### STATED EXERCISE
Please quote the material exactly, every line of it.

# # # #

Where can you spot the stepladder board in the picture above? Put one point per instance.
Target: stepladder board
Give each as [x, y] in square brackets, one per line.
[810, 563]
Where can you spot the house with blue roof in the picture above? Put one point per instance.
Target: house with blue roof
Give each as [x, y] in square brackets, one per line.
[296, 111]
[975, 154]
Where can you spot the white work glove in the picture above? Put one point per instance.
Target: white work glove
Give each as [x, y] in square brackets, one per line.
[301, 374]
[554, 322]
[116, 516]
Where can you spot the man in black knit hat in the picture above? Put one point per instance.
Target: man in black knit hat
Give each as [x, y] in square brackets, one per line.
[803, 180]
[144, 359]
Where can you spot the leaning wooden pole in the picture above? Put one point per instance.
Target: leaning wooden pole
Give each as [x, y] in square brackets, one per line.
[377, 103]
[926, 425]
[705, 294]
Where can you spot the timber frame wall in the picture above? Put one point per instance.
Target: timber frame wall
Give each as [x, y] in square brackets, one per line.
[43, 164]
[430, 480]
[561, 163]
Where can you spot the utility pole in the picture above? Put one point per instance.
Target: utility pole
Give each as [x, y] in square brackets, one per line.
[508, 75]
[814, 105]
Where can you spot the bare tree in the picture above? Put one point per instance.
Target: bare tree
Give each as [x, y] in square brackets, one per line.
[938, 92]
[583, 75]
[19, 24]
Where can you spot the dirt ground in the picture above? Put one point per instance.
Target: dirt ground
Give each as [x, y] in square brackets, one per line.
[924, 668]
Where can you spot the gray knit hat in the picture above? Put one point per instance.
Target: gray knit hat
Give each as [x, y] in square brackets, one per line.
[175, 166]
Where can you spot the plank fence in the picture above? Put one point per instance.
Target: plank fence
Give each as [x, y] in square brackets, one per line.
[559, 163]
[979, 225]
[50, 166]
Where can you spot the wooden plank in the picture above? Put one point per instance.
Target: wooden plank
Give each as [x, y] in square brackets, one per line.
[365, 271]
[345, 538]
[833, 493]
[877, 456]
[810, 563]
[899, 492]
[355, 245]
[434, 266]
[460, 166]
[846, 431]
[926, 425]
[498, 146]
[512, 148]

# # # #

### RESPONSE
Where can you spot the stepladder board in the picture above? Put one point per instance.
Target: stepladder board
Give each as [x, y] in square brackets, one per line.
[810, 563]
Where can you spot the house with blue roof in the picture above? Put one point per instance.
Target: house with blue roof
Give each as [x, y] in square brackets, one per line.
[296, 111]
[975, 154]
Where can you spot the white work glove in the picture above? Put one point per instance.
Target: white work glove
Give each as [x, y] in square brackets, one per line.
[301, 374]
[554, 322]
[116, 516]
Where can you spot the man in black knit hat in the picture above? Put one point per instance.
Target: man in black knit hat
Give each as [x, y] in square brackets, one per line.
[803, 180]
[144, 359]
Where can you spot the leaning wooden pole in the picture above? Put one point per instance.
Target: leaning wooden pole
Give each as [x, y] in square brackets, one per line.
[377, 103]
[926, 425]
[705, 294]
Where can you spot the timber frame wall in the picture above? Put one point per instance.
Target: timber frame wall
Give each as [x, y] in square brackets, one per line.
[43, 164]
[430, 480]
[561, 163]
Where can you spot the utility pole in the picture above? Put one point per instance.
Target: utility pole
Give each as [x, y] in square brackets, one per line.
[508, 75]
[814, 105]
Where can you spot the bare tree in the picture above? Put one point per instance.
Target: bare tree
Give each as [x, y] in square brackets, one per line.
[938, 92]
[583, 75]
[19, 24]
Where can you spot the dirt ground in the picture above? Put one point per instance.
Target: dirt ground
Give each as [x, y] in square brackets, one per line.
[924, 668]
Where can you spot the gray knit hat in the picture above? Put one point per instance.
Target: gray knit hat
Give each as [x, y] in square brackets, one per line.
[175, 166]
Where can you spot the plank fence in the picture above? Put one point per instance.
Target: plank fence
Give each as [x, y] in square brackets, one per line.
[559, 163]
[979, 225]
[50, 166]
Where can you spot the wooden plank in the picture above? Put one point per instance.
Target: wooden plank
Give each as [x, y] in square brackets, one per line.
[365, 271]
[345, 538]
[833, 493]
[877, 456]
[810, 563]
[899, 492]
[355, 245]
[434, 266]
[460, 166]
[846, 431]
[926, 425]
[498, 146]
[512, 148]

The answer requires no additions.